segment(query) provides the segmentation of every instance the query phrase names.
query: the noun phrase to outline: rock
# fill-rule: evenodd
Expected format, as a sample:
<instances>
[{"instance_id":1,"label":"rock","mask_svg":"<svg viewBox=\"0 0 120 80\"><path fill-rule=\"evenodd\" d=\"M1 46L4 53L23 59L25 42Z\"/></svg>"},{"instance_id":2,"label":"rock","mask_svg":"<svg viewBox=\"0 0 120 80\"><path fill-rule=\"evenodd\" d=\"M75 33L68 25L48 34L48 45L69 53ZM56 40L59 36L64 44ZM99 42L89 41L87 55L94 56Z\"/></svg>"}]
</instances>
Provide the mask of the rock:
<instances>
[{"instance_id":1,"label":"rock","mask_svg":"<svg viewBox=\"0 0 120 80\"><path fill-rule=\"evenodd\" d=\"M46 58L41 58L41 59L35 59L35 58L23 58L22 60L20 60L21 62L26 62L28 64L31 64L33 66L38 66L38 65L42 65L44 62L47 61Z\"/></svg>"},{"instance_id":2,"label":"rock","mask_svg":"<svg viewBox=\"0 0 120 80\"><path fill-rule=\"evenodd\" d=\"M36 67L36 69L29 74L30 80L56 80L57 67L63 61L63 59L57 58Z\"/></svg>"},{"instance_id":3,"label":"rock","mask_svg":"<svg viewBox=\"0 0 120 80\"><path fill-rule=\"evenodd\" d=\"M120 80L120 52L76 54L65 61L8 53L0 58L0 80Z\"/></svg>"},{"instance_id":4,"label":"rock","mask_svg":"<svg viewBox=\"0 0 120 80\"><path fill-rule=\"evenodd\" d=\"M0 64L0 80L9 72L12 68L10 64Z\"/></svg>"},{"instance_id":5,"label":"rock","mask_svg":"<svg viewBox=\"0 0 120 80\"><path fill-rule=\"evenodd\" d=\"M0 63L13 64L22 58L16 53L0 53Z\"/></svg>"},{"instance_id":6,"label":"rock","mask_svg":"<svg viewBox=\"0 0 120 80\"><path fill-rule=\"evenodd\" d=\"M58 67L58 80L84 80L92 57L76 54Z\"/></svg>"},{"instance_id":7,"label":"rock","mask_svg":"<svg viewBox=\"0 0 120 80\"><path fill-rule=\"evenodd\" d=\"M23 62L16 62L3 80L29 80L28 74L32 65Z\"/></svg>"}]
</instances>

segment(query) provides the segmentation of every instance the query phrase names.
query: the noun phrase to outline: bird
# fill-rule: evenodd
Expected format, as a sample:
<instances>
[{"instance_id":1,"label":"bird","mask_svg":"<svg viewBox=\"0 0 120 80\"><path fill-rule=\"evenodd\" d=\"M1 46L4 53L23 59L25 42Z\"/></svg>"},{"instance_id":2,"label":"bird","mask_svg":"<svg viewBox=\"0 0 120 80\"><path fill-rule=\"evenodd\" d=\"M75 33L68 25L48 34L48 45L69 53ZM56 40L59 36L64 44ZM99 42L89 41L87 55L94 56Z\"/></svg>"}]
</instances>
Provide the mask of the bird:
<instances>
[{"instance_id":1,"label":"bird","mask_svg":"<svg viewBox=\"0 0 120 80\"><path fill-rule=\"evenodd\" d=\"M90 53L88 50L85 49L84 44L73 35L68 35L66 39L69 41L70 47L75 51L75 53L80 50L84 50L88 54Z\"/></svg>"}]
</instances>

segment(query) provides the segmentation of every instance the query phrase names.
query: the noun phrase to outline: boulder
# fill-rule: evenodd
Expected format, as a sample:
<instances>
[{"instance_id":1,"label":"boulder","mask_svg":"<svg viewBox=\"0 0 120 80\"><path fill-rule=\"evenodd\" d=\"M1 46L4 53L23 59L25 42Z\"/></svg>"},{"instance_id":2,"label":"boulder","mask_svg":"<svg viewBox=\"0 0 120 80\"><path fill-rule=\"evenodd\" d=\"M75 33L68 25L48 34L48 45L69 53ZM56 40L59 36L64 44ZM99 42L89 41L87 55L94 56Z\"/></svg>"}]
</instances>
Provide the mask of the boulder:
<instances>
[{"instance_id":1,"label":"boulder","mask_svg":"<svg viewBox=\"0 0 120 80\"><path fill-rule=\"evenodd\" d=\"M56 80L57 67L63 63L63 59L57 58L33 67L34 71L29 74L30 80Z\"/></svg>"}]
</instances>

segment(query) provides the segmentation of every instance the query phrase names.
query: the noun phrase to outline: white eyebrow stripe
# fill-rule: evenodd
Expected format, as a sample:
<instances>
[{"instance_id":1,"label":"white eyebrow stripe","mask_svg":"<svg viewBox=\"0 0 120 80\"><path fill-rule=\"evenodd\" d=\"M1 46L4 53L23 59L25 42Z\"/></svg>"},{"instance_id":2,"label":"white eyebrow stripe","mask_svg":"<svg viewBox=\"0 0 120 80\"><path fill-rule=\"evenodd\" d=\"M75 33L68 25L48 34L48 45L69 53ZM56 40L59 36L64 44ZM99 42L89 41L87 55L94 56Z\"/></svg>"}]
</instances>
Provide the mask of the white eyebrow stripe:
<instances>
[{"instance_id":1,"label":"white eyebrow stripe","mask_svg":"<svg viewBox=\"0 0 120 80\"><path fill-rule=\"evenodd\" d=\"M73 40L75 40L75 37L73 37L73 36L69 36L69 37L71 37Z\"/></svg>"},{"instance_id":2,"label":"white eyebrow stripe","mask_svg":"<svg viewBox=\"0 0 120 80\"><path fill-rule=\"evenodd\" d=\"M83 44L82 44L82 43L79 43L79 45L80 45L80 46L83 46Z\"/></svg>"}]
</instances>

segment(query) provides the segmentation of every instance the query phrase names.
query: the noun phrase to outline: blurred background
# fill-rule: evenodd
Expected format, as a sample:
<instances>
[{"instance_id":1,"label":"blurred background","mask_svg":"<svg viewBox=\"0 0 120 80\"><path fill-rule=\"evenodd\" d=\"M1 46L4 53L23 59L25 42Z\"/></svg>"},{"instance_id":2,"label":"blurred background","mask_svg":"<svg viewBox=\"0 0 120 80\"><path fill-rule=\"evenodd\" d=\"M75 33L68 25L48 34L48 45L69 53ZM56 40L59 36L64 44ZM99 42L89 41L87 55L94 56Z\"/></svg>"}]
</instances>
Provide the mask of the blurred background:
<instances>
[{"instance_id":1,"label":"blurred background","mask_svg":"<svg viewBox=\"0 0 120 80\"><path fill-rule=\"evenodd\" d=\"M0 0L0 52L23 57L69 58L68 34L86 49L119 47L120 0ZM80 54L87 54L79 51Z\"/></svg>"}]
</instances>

________

• Task description: Identify every line above that contains the string "outline" and copy each one in full. Matching is case-sensitive.

• Exercise solution:
query: the noun phrase to outline: rock
query: the noun phrase to outline: bird
query: the noun phrase to outline: boulder
query: the noun phrase to outline: white eyebrow stripe
query: the noun phrase to outline: blurred background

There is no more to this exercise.